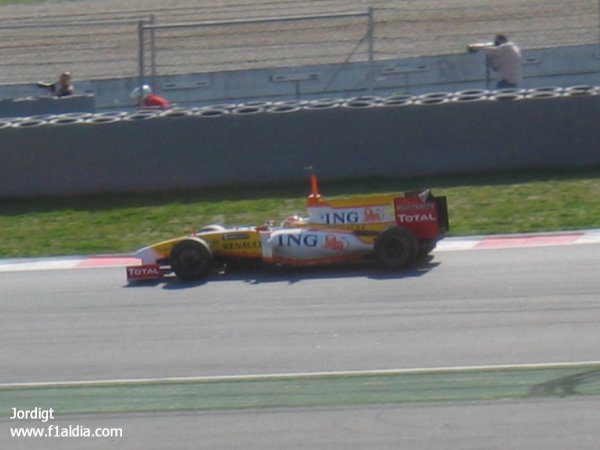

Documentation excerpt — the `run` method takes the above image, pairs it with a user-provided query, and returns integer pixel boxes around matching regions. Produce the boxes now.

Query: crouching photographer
[467,34,523,89]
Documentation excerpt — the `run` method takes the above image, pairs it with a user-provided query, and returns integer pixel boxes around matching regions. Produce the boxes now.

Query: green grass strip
[0,363,600,415]
[0,168,600,257]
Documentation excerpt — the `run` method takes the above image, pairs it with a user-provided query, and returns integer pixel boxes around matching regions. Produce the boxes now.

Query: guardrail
[0,85,600,198]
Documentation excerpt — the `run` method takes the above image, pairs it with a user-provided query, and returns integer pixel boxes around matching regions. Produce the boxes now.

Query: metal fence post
[138,20,144,99]
[367,6,376,94]
[150,14,156,89]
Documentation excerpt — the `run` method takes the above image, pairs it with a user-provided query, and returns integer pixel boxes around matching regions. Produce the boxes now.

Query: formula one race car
[127,175,449,281]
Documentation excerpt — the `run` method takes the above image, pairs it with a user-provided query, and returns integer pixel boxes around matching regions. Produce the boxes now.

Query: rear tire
[171,238,213,281]
[375,227,420,269]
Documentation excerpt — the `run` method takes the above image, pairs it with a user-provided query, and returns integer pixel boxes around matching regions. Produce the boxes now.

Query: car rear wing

——

» **What the task requires**
Rewrite all of the items above, substituting "rectangles" for every occurrence of "boxes" and leaving everything else unchanged. Omit the pictures from your answer.

» **Exercise solution**
Documentation excerpt — the `run` method takes the above image, pairs it with a user-provided query, and returns integer pixel rectangles around matching regions. Produce the rectangles now.

Query: crouching photographer
[467,34,523,89]
Documentation excerpt — the `run` method takes the above image, pairs it with a user-provided query, and returns integer pixel rectangles around matching regions. Produce the rectangles now.

Query: green grass strip
[0,363,600,415]
[0,168,600,257]
Documentation excerpt — the `run` method takes the above image, pairs it with a user-provided query, and returns integer pixel rectangles around matching regions. Produce the rectangles now.

Query: guardrail
[0,85,600,198]
Documentation excerpt — the `run` method takes the above image, pairs it with a user-provided query, and returns integer pixel rectangles around matching regions. Produce the rectangles now.

Query: metal fence post
[138,20,144,99]
[367,6,376,94]
[150,14,156,89]
Documentation excerpt — the `run` method takes the above image, pairs it with a user-provided query, and returns integer pixel rectangles around matching regions. Produce the rectangles now.

Query: formula one race car
[127,175,449,281]
Documentation excerpt — the `run` method takes the above image, pairs it with a user-provided query, and returns integer pixel rectangles around matching regions. Produce the rectangles now.

Query: rear tire
[171,238,213,281]
[375,227,420,269]
Documentation excerpt — the `run` method takes the above image, pairs it with a user-provided query, and returns integer pixel rectangles around matching regions. Produce the rectangles now.

Query: car rear wing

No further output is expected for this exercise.